%%

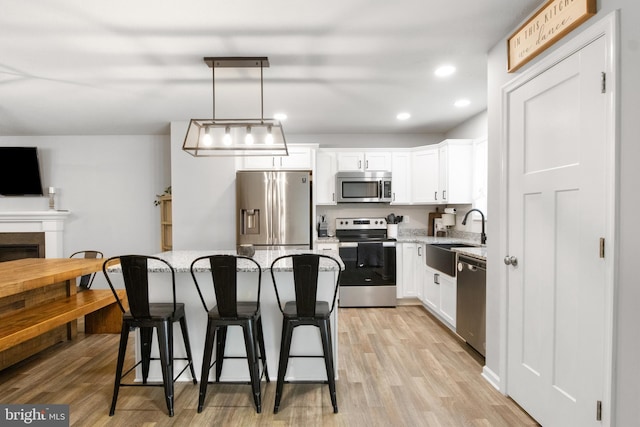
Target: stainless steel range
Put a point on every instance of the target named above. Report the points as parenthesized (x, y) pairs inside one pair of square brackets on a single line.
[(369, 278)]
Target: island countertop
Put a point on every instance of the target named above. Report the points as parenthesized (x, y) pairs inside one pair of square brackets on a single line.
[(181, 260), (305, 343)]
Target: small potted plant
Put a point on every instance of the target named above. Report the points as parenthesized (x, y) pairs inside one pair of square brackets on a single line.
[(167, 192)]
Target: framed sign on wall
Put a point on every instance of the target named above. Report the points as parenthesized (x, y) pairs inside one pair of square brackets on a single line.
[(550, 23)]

%%
%%

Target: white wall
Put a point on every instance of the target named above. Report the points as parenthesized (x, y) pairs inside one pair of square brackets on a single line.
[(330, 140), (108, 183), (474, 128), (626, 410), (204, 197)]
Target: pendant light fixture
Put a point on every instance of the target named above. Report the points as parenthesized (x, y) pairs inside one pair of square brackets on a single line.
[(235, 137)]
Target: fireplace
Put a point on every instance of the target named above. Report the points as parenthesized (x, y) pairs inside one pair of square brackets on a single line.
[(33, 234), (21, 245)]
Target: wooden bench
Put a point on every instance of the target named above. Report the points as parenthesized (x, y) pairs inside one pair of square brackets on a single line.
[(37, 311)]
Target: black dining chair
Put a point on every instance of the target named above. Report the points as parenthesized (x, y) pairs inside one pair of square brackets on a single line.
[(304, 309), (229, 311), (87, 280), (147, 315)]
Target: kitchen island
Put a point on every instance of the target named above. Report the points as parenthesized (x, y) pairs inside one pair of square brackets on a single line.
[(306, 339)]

%%

**WHAT THE TASK REQUIRES**. How many lines in these records hold the string "island"? Reply with the number alone.

**TASK ANSWER**. 2